England's maritime supremacy in the 18th Century, and the need to find
manpower for her colonies, led quite logically (by the logic of the
time, that is) to the transportation of Africans to the New World to
work on cotton and sugar plantations. Yet long before such plantations
even existed, the Spanish and Portuguese were already taking people
from Africa to help them populate their South American possessions.
Of all the slaving nations of the past, Belgium seems to have been the
most cruel, especially in its administration of the Congo.
The white man looked on his African brother at best as a 'noble savage',
to be converted into a Christian as quickly as possible, while the unthinking
masses took them to be just one step removed from the animals of toil.
Children were taken away from their mothers, and parents separated.
Yet it is wrong to say that transported slaves were routinely tortured
or physically harmed, in the sadistic way the Nazi Germans tortured
Jews before killing them. Slaves were looked upon as a valuable commodity,
and any sailor found maltreating (that is, damaging!) them, would be
flogged.

_ _ _ _ _ _ _

▸ **Work instruction**
Please write out the whole passage on the slave trade word for word. You won't need the rows for this.

▸ **Saved entries**
_ _ _ _ _ _ _

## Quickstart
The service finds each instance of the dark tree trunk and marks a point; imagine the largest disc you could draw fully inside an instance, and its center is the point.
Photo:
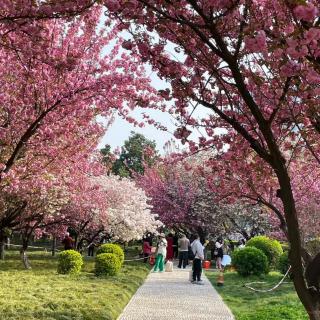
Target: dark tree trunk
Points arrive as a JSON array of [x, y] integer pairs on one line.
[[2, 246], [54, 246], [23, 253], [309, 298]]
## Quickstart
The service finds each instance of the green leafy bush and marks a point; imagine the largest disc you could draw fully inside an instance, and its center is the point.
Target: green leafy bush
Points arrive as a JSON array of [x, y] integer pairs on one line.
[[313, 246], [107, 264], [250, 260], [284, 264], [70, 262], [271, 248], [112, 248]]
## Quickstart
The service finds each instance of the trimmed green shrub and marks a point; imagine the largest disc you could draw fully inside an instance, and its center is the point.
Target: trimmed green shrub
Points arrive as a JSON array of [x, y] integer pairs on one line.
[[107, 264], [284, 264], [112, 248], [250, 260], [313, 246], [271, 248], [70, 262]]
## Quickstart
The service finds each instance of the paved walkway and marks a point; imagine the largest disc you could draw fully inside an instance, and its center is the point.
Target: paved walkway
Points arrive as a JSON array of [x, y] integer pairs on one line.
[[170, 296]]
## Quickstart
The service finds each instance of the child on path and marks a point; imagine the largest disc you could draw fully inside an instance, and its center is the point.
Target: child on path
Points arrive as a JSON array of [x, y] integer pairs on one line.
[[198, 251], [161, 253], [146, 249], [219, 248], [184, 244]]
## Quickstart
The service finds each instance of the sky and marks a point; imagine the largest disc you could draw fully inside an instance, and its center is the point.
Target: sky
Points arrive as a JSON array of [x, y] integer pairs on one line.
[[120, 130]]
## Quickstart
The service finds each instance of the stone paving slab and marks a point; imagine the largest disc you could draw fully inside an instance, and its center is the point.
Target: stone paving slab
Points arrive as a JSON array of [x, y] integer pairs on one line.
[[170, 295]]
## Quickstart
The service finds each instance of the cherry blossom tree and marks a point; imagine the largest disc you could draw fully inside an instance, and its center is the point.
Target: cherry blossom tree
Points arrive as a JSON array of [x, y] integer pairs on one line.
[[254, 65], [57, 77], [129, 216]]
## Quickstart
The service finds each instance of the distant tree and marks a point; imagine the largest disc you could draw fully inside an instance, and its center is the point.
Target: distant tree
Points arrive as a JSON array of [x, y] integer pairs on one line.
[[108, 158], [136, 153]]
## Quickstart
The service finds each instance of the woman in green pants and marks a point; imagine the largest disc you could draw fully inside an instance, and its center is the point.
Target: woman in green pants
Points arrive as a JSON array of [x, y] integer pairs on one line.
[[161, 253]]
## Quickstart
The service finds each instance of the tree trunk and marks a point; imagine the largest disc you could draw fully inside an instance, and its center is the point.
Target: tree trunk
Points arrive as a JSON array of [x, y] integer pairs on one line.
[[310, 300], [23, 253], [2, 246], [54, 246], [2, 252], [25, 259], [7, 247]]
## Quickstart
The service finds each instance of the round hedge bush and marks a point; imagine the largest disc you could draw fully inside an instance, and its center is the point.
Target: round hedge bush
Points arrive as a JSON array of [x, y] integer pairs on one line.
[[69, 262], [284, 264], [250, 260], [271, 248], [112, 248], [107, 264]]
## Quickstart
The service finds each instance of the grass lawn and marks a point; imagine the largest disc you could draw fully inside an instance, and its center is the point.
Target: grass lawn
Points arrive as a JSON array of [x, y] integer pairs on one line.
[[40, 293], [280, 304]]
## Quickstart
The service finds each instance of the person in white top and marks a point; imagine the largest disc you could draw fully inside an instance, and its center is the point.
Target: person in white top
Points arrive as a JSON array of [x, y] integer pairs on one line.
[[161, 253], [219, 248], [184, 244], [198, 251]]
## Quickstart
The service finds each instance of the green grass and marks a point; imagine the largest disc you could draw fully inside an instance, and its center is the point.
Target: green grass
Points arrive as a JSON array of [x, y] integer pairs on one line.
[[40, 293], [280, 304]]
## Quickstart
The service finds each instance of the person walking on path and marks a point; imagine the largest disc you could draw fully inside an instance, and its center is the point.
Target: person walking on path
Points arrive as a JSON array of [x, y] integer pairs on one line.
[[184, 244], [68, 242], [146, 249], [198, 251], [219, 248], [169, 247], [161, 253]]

_ _ _ _ _ _ _

▸ **Result below**
England's maritime supremacy in the 18th Century, and the need to find
manpower for her colonies, led quite logically (by the logic of the
time, that is) to the transportation of Africans to the New World to
work on cotton and sugar plantations. Yet long before such plantations
even existed, the Spanish and Portuguese were already taking people
from Africa to help them populate their South American possessions.
Of all the slaving nations of the past, Belgium seems to have been the
most cruel, especially in its administration of the Congo.
The white man looked on his African brother at best as a 'noble savage',
to be converted into a Christian as quickly as possible, while the unthinking
masses took them to be just one step removed from the animals of toil.
Children were taken away from their mothers, and parents separated.
Yet it is wrong to say that transported slaves were routinely tortured
or physically harmed, in the sadistic way the Nazi Germans tortured
Jews before killing them. Slaves were looked upon as a valuable commodity,
and any sailor found maltreating (that is, damaging!) them, would be
flogged.